What you need to do
Please rewrite the items below with every "mapping pass" switched to "labeling round", keeping everything else the same. Leave the pictures out of your answer.
** start of Listing **
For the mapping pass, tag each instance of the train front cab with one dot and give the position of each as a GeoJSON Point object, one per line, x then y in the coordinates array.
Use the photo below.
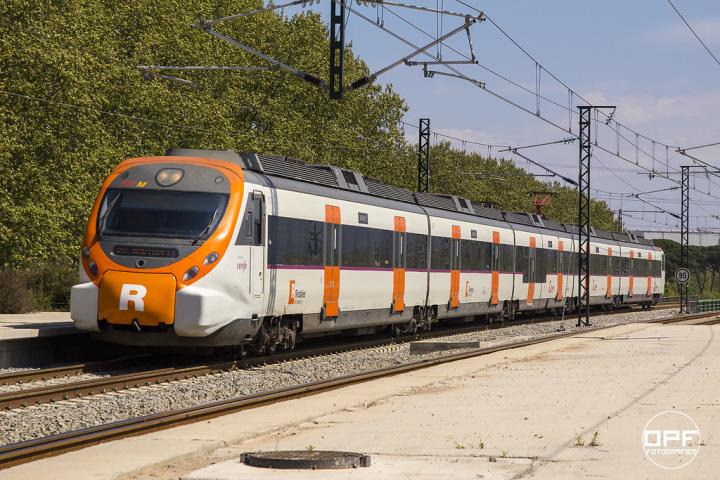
{"type": "Point", "coordinates": [155, 268]}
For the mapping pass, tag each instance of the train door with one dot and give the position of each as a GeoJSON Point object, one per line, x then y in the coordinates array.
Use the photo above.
{"type": "Point", "coordinates": [532, 264]}
{"type": "Point", "coordinates": [494, 268]}
{"type": "Point", "coordinates": [560, 294]}
{"type": "Point", "coordinates": [257, 248]}
{"type": "Point", "coordinates": [331, 258]}
{"type": "Point", "coordinates": [399, 265]}
{"type": "Point", "coordinates": [455, 267]}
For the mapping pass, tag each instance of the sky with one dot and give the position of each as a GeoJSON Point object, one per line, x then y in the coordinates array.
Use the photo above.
{"type": "Point", "coordinates": [637, 55]}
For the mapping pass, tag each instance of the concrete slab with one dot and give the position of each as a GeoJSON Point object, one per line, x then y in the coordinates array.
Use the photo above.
{"type": "Point", "coordinates": [530, 408]}
{"type": "Point", "coordinates": [37, 338]}
{"type": "Point", "coordinates": [31, 325]}
{"type": "Point", "coordinates": [384, 467]}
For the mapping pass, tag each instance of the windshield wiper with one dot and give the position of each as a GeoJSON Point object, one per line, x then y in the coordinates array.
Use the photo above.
{"type": "Point", "coordinates": [205, 230]}
{"type": "Point", "coordinates": [103, 219]}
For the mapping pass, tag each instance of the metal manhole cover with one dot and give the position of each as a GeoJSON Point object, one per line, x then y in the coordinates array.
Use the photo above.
{"type": "Point", "coordinates": [306, 459]}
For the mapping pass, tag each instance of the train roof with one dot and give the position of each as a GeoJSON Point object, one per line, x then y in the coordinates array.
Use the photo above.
{"type": "Point", "coordinates": [337, 177]}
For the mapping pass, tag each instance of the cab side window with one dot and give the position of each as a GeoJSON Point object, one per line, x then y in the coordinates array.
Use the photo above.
{"type": "Point", "coordinates": [251, 229]}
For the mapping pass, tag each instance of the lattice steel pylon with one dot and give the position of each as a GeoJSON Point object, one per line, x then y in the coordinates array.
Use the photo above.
{"type": "Point", "coordinates": [337, 48]}
{"type": "Point", "coordinates": [583, 305]}
{"type": "Point", "coordinates": [424, 155]}
{"type": "Point", "coordinates": [684, 233]}
{"type": "Point", "coordinates": [584, 217]}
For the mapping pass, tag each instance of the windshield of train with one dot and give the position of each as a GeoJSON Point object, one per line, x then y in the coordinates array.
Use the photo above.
{"type": "Point", "coordinates": [156, 213]}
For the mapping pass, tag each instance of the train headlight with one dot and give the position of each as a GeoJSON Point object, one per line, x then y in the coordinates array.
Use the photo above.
{"type": "Point", "coordinates": [211, 258]}
{"type": "Point", "coordinates": [168, 177]}
{"type": "Point", "coordinates": [190, 274]}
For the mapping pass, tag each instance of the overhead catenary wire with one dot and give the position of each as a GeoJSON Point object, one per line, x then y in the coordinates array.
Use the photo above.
{"type": "Point", "coordinates": [178, 126]}
{"type": "Point", "coordinates": [502, 98]}
{"type": "Point", "coordinates": [694, 32]}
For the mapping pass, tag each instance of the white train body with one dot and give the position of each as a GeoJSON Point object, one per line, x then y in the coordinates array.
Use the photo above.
{"type": "Point", "coordinates": [243, 246]}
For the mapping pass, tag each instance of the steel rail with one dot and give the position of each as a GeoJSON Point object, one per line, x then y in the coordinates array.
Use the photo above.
{"type": "Point", "coordinates": [23, 452]}
{"type": "Point", "coordinates": [69, 390]}
{"type": "Point", "coordinates": [123, 381]}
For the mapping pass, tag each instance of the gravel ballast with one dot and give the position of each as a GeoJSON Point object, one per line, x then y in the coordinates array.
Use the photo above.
{"type": "Point", "coordinates": [48, 419]}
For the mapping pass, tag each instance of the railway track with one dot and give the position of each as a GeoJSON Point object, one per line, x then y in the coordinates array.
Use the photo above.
{"type": "Point", "coordinates": [27, 451]}
{"type": "Point", "coordinates": [69, 390]}
{"type": "Point", "coordinates": [121, 381]}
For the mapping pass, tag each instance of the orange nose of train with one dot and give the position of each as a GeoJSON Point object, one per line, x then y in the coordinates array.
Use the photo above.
{"type": "Point", "coordinates": [128, 298]}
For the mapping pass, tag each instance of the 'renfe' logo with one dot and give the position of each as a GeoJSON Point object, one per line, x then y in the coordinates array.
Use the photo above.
{"type": "Point", "coordinates": [134, 293]}
{"type": "Point", "coordinates": [671, 440]}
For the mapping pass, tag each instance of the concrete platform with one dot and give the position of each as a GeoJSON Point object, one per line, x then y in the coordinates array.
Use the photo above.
{"type": "Point", "coordinates": [32, 325]}
{"type": "Point", "coordinates": [529, 409]}
{"type": "Point", "coordinates": [36, 338]}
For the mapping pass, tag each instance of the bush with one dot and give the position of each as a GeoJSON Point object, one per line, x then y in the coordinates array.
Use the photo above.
{"type": "Point", "coordinates": [45, 286]}
{"type": "Point", "coordinates": [15, 294]}
{"type": "Point", "coordinates": [50, 284]}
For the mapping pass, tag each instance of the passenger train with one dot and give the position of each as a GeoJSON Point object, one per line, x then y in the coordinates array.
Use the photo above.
{"type": "Point", "coordinates": [203, 248]}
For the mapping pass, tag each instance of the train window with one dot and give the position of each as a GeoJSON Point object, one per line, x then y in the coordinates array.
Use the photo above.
{"type": "Point", "coordinates": [626, 269]}
{"type": "Point", "coordinates": [656, 268]}
{"type": "Point", "coordinates": [416, 251]}
{"type": "Point", "coordinates": [616, 266]}
{"type": "Point", "coordinates": [440, 255]}
{"type": "Point", "coordinates": [251, 229]}
{"type": "Point", "coordinates": [551, 259]}
{"type": "Point", "coordinates": [294, 241]}
{"type": "Point", "coordinates": [367, 247]}
{"type": "Point", "coordinates": [153, 213]}
{"type": "Point", "coordinates": [506, 260]}
{"type": "Point", "coordinates": [258, 237]}
{"type": "Point", "coordinates": [523, 262]}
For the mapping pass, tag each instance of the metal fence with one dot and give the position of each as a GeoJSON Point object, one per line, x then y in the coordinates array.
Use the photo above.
** end of Listing **
Response for this exercise
For the labeling round, tag each instance of the train front cab with one dot and give the position of each as a GeoJSON Point object, one per line, x then y in the coordinates array.
Use the photo below.
{"type": "Point", "coordinates": [155, 268]}
For the labeling round, tag each instance of the train door with one dot and give the position of each as a GeoJSON Point object, one per line, x then y in the coordinates array.
Use the photo above.
{"type": "Point", "coordinates": [532, 264]}
{"type": "Point", "coordinates": [494, 268]}
{"type": "Point", "coordinates": [560, 294]}
{"type": "Point", "coordinates": [257, 248]}
{"type": "Point", "coordinates": [331, 258]}
{"type": "Point", "coordinates": [399, 265]}
{"type": "Point", "coordinates": [455, 267]}
For the labeling round, tag each instance of the sky with one dot and give the position of each as a GeoJSON Point object, one per line, x then y in the coordinates array.
Use the photo above.
{"type": "Point", "coordinates": [637, 55]}
For the labeling round, tag each instance of the concrete slab with one dot and give the position of each as a GeoJSON Point object, one per line, x then y in the coordinates array.
Use the photo above.
{"type": "Point", "coordinates": [530, 408]}
{"type": "Point", "coordinates": [37, 338]}
{"type": "Point", "coordinates": [31, 325]}
{"type": "Point", "coordinates": [384, 467]}
For the labeling round, tag each instance of the windshield wiper with one dot and give the position of each as a GeoJSON Point object, one per line, x then y in the coordinates array.
Use the photo above.
{"type": "Point", "coordinates": [205, 230]}
{"type": "Point", "coordinates": [103, 219]}
For the labeling round, tag each instance of the metal manhole cover with one dot and give the position of each as a GeoJSON Point object, one per line, x then y in the coordinates array.
Use the photo above.
{"type": "Point", "coordinates": [306, 459]}
For the labeling round, tag each instance of the train roof with one dot and give the position of each as a GeoJSON Point object, one per line, x then y in the coordinates array.
Use the photo above.
{"type": "Point", "coordinates": [337, 177]}
For the labeling round, tag each instance of the cab side window with one dot and give the position of each as a GeoJSON Point object, one per line, x then y in the coordinates array.
Use the photo above.
{"type": "Point", "coordinates": [251, 229]}
For the labeling round, tag each instance of the lattice steel pylon with one dot and give the position of each as a GeoJSON Point object, one per line, x then y in the coordinates array.
Use the photo above.
{"type": "Point", "coordinates": [337, 48]}
{"type": "Point", "coordinates": [583, 305]}
{"type": "Point", "coordinates": [424, 155]}
{"type": "Point", "coordinates": [684, 233]}
{"type": "Point", "coordinates": [584, 217]}
For the labeling round, tag each instance of the windshield of train with one dot and give the position of each as a GeoJSON Point object, one per line, x then y in the coordinates array.
Use the photo above.
{"type": "Point", "coordinates": [156, 213]}
For the labeling round, tag each instance of the train headlight with one dot and give the position of each as a GeoJSON Point object, one per line, x then y in the coordinates array.
Use the photo above.
{"type": "Point", "coordinates": [211, 258]}
{"type": "Point", "coordinates": [168, 177]}
{"type": "Point", "coordinates": [190, 274]}
For the labeling round, tag each instance of the overhead catenary wire with one dot and give the position of each as a GeoJSON Point object, one per line, x then y in the coordinates array.
Use the photo above.
{"type": "Point", "coordinates": [178, 126]}
{"type": "Point", "coordinates": [502, 98]}
{"type": "Point", "coordinates": [694, 32]}
For the labeling round, tag each instance of the white train body with one dot and give the position of each as a GeoJSON Point object, one per line, x then y in the coordinates array.
Use the photo above.
{"type": "Point", "coordinates": [243, 246]}
For the labeling round, tag each instance of the steel rail with one dot and give the position of each as a GeoJSON Point object, one per line, x then y in the coordinates array.
Use the photo above.
{"type": "Point", "coordinates": [23, 452]}
{"type": "Point", "coordinates": [69, 390]}
{"type": "Point", "coordinates": [123, 381]}
For the labeling round, tag each instance of the gravel ballast with one dot and give the position of each as a GeoJSON Point object, one per line, x then y in the coordinates array.
Use the photo above.
{"type": "Point", "coordinates": [48, 419]}
For the labeling round, tag each instance of the railway track with one dot and give the position of each as a GeoJSON Point object, one per line, x then y in the coordinates array.
Use the photo above.
{"type": "Point", "coordinates": [27, 451]}
{"type": "Point", "coordinates": [69, 390]}
{"type": "Point", "coordinates": [121, 381]}
For the labeling round, tag each instance of the orange nose of train with one dot and give the position of each as a GeoJSON Point object, one per line, x then y in the coordinates array.
Use the photo above.
{"type": "Point", "coordinates": [128, 298]}
For the labeling round, tag each instance of the 'renfe' logo with one dot and give the position of each as a GeoJSON Point object, one per line, x then y in the coordinates array.
Use the photo above.
{"type": "Point", "coordinates": [134, 293]}
{"type": "Point", "coordinates": [671, 440]}
For the labeling round, tag each instance of the concrete platform with one dot and give the position of each as a GeoJSON Point object, one per line, x then y in the coordinates array.
Use the photo above.
{"type": "Point", "coordinates": [32, 325]}
{"type": "Point", "coordinates": [529, 409]}
{"type": "Point", "coordinates": [36, 338]}
For the labeling round, tag each instance of the bush with one dot and give the position of each as a GeoJSON Point object, one per line, x then y in the coordinates array.
Use the photo above.
{"type": "Point", "coordinates": [45, 286]}
{"type": "Point", "coordinates": [15, 294]}
{"type": "Point", "coordinates": [50, 284]}
For the labeling round, tag each instance of the passenger train with one dot and give the position of each as a GeoJSON Point object, one per line, x then y in the coordinates array.
Use the photo above.
{"type": "Point", "coordinates": [203, 248]}
For the labeling round, tag each instance of the train window with one dot and give the position of each as a GeoJSON Point object, one per line, x then y in the coordinates array.
Use the photo above.
{"type": "Point", "coordinates": [626, 269]}
{"type": "Point", "coordinates": [656, 268]}
{"type": "Point", "coordinates": [416, 251]}
{"type": "Point", "coordinates": [616, 266]}
{"type": "Point", "coordinates": [440, 255]}
{"type": "Point", "coordinates": [251, 229]}
{"type": "Point", "coordinates": [551, 259]}
{"type": "Point", "coordinates": [294, 241]}
{"type": "Point", "coordinates": [367, 247]}
{"type": "Point", "coordinates": [153, 213]}
{"type": "Point", "coordinates": [506, 260]}
{"type": "Point", "coordinates": [258, 237]}
{"type": "Point", "coordinates": [523, 262]}
For the labeling round, tag each instance of the metal fence with one dot and give the position of each as a GeoJSON Point object, one per line, x then y in the coordinates array.
Use the photo above.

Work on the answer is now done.